▶ Directions:
All entries are to be given again verbatim.

▶ Supplied material:
____________________

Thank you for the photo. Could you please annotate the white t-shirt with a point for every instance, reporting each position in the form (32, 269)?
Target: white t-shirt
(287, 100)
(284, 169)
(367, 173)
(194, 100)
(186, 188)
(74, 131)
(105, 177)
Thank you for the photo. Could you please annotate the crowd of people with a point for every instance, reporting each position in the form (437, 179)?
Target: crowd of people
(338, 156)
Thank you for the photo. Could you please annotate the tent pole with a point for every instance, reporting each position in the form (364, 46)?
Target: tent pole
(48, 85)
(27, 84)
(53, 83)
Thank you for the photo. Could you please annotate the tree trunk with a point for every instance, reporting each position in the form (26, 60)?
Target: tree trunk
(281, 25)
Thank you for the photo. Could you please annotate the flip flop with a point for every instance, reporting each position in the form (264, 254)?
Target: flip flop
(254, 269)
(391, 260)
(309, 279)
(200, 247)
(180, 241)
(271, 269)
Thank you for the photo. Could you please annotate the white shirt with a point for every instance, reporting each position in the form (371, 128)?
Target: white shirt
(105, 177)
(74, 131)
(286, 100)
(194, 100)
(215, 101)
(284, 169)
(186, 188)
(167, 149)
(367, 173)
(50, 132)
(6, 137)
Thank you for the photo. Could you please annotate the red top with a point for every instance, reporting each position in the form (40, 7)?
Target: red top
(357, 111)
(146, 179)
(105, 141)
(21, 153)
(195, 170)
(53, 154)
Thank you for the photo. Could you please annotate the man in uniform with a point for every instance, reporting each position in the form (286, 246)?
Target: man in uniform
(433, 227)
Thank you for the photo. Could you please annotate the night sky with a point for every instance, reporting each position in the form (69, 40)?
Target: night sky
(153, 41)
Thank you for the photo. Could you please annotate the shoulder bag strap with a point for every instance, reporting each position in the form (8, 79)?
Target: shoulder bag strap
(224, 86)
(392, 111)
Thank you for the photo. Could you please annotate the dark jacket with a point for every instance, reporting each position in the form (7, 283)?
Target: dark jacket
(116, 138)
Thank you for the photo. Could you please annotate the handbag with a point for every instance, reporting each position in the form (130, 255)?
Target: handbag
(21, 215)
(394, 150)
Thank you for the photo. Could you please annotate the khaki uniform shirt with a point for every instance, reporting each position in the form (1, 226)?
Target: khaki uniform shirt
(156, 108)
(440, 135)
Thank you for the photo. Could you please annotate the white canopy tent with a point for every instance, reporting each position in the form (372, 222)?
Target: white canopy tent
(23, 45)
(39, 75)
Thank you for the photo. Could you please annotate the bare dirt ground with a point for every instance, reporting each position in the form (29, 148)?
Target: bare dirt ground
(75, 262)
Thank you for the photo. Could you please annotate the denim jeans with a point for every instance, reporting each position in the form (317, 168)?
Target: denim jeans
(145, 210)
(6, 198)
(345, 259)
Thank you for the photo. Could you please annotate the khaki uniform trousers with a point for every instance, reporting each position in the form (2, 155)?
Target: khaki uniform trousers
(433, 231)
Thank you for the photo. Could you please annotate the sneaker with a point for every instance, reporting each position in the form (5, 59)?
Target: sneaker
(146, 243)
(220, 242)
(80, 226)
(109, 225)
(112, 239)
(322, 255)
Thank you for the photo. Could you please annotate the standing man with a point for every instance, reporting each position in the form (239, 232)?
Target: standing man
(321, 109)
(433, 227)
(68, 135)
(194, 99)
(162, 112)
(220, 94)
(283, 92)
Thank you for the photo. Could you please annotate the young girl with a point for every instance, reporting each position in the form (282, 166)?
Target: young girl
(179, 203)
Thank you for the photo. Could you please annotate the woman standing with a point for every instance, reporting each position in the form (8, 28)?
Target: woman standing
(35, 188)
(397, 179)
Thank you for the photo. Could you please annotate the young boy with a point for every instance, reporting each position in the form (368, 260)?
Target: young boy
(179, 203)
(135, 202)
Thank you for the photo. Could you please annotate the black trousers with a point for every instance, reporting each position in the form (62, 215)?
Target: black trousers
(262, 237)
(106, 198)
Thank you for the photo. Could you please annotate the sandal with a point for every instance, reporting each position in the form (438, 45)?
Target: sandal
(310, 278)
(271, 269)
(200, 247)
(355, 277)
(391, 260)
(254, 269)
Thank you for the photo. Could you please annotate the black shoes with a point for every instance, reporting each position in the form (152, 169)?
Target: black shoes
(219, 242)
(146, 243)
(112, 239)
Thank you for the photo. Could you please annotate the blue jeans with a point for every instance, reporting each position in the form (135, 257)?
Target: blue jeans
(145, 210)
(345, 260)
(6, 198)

____________________

▶ Exercise solution:
Thank you for the photo. Could you please annotate the white t-shirt with a point for every instance, reporting each position in the form (32, 269)?
Target: white t-shirt
(287, 100)
(284, 169)
(367, 173)
(194, 100)
(186, 188)
(74, 131)
(105, 177)
Thank you for the photo. Could you please annotate the crowd of people with a point for every instance, reporting each position in the form (437, 179)?
Target: crowd of people
(338, 156)
Thank you for the photo. Could you please annotate the tent pole with a point for every instance, reporting each position in the form (364, 46)?
Target: tent pole
(48, 85)
(27, 84)
(53, 83)
Thank you for the photo. Could you please annotate the tree trunk with a point for every instance, reporting each position in the form (26, 60)?
Target: tree trunk
(281, 25)
Thank you for the photo. Could you please annotate the flip flop with a point for every instance, reporting each position in the form (264, 254)?
Target: flip flop
(254, 269)
(391, 260)
(309, 279)
(200, 247)
(180, 241)
(271, 269)
Thank you for the photo. Could you please annotate the white shirt with a point for every instance, reporting each position in the form (371, 128)?
Target: white shirt
(105, 177)
(74, 131)
(286, 100)
(194, 100)
(215, 101)
(284, 169)
(186, 188)
(167, 149)
(367, 173)
(50, 132)
(6, 137)
Thank you for the photo. Could you please annotate the red top with a point for every instance, reporting each position in the form (40, 7)?
Target: red top
(357, 111)
(146, 179)
(105, 141)
(21, 153)
(195, 170)
(53, 154)
Thank you for the photo. Could you please annotate the man in uniform with a point for every instance, reporting each position in the form (286, 246)?
Target: man in uniform
(433, 227)
Thank you for the photo. Could you please annotate the night sky with a point for every instance, reporting each position in the form (69, 40)?
Target: night sky
(153, 41)
Thank you for the photo. Could you please annotate the shoulder bag strap with a point for every instance, reporting each position in the form (8, 79)?
Target: shoulder bag strap
(224, 86)
(392, 111)
Thank you for the photo. Could you please annotate the dark jacket with a point for every instance, reporting each position in the form (7, 283)?
Target: dark jacket
(116, 138)
Thank you for the photo. Could you please annotate the handbag with a point for every instance, reporting each position in the form (130, 255)?
Target: handbag
(21, 215)
(394, 150)
Thank you for the photo. Could you please annotate the khaki uniform shirt with a point for every instance, reporting each position in the form (1, 226)?
Target: khaki uniform shirt
(156, 108)
(440, 135)
Thank you for the photo. Could you please annotate the white canopy tent with a point for every instance, reporting each position in the form (372, 222)?
Target: white canopy tent
(23, 45)
(39, 75)
Thank you for the photo. Could you please annotate the bare dirt ground with a point for every instance, reporting each position in the form (29, 148)?
Target: bare dirt ground
(75, 262)
Thank you for the photo. Could you please annotate the denim jeans with a point for every instance, reporting each position in the form (317, 168)?
Target: denim jeans
(145, 210)
(6, 198)
(345, 259)
Thank you for the photo. Could you please annotate the khaki uniform trousers with a point for every instance, reporting each position in the form (2, 155)?
Target: khaki uniform trousers
(433, 231)
Thank you for the photo. Could you please annotate the sneaker with a point for every instance, reporting each position in the form (5, 59)?
Target: sneaker
(146, 243)
(220, 242)
(80, 226)
(109, 225)
(112, 239)
(322, 255)
Thank you for the photo. Could you please annotate the standing man with a point for every instance, reporting each position in the form (239, 232)?
Target: standing man
(321, 109)
(433, 227)
(68, 135)
(194, 99)
(162, 112)
(220, 94)
(283, 92)
Thank you for the photo. Could you please annotate the young girl with a point for every instance, reporting each position in the form (282, 166)?
Target: young girl
(179, 203)
Thank you for the photo. Could you please annotate the woman standing with a point for every instance, reporting each position in the form (8, 28)?
Target: woman standing
(35, 188)
(397, 179)
Thank you for the photo. Could you please annotate the young boy with a point for every instance, reporting each position in the form (368, 260)?
Target: young boy
(179, 203)
(135, 202)
Thank you for the photo. Could you please annotate the black trousers with a point for every instance, reporting each position in the form (62, 215)?
Target: black trousers
(262, 237)
(106, 198)
Thank you for the photo. Could you please annotate the sandal with a point for every instance, reporting each position in the form (438, 45)?
Target: sandal
(310, 278)
(271, 269)
(200, 247)
(355, 277)
(391, 260)
(254, 269)
Thank you for the photo. Could you please annotate the black shoes with a point for every instance, reporting each position in the form (152, 169)?
Target: black shoes
(219, 242)
(146, 243)
(112, 239)
Thank you for the photo. Could you please annotate the blue jeans with a point for every instance, reporting each position in the form (135, 257)?
Target: blue jeans
(145, 210)
(345, 260)
(6, 198)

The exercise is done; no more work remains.